EXTRACT
* * * * *

Harry Reid is one of 100 senators, but so far in 2014, he’s been responsible for one-third of all the amendments proposed on the Senate floor — a number that underscores just how much one man has come to dominate the legislative process.
More so than House Speaker John A. Boehner or even President Obama, it is Mr. Reid, a Nevada Democrat in his eighth year as majority leader, who has the most single-handed power to shape what gets done and what falls to the wayside in Washington.
Mr. Reid is increasingly bullish on using that power, deciding what bills make it to his chamber floor, what amendments will be allowed to those bills that do get there and whether the debate will become a serious policy discussion or a political tool designed to rally his party’s supporters and annoy his tea party opponents.
His control has been of incalculable benefit to both Mr. Obama, who is able to avoid embarrassing legislative rebukes, and to Senate Democrats, who are sometimes able to avoid having to take tough votes that could cost them the support of voters back home.
“It is quite disgraceful,” Sen. Mitch McConnell, Kentucky Republican, fumed on the chamber floor earlier this year in what has become a running debate with Mr. Reid. “But it’s no surprise either, since the Democratic majority clearly ran out of ideas a long time ago. Their refusal to engage in serious debate is just another symptom of that.”

* * * * *

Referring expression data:
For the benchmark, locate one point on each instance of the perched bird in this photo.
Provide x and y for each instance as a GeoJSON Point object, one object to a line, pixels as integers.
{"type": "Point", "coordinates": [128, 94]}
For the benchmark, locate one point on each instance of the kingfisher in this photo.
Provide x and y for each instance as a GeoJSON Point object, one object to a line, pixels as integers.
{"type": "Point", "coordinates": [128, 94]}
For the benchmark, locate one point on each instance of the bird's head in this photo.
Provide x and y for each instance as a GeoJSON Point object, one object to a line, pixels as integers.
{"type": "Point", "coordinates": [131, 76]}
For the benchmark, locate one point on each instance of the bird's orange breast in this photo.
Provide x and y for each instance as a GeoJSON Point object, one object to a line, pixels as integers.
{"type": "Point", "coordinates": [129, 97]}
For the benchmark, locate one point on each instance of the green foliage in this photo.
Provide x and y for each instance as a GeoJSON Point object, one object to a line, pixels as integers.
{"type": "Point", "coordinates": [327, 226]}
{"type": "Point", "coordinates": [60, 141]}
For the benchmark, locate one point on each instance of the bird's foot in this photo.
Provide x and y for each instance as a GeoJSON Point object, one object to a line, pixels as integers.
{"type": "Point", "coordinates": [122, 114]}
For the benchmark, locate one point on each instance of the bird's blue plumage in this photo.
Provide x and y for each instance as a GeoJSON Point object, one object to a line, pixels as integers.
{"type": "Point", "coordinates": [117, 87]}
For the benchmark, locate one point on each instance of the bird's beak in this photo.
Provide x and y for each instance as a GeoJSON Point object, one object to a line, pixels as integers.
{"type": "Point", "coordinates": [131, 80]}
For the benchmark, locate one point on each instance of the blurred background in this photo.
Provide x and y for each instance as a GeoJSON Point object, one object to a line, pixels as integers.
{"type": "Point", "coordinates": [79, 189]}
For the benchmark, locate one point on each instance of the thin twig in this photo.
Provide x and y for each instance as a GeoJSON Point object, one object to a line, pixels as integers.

* * * * *

LIST OF TASKS
1 – Quote the passage of the article on Harry Reid that opens with the words containing "His control has" and closes with "voters back home.".
2 – Please answer these questions using the article on Harry Reid.
(a) What share of all amendments proposed on the Senate floor so far in 2014 is Reid responsible for?
(b) Which state does Sen. Mitch McConnell represent?
(c) Which year as majority leader is Reid in?
This material was taken from a different source than the article on Harry Reid.

SOLUTIONS PER TASK
1 –
His control has been of incalculable benefit to both Mr. Obama, who is able to avoid embarrassing legislative rebukes, and to Senate Democrats, who are sometimes able to avoid having to take tough votes that could cost them the support of voters back home.

2 –
(a) One-third.
(b) Kentucky.
(c) His eighth year.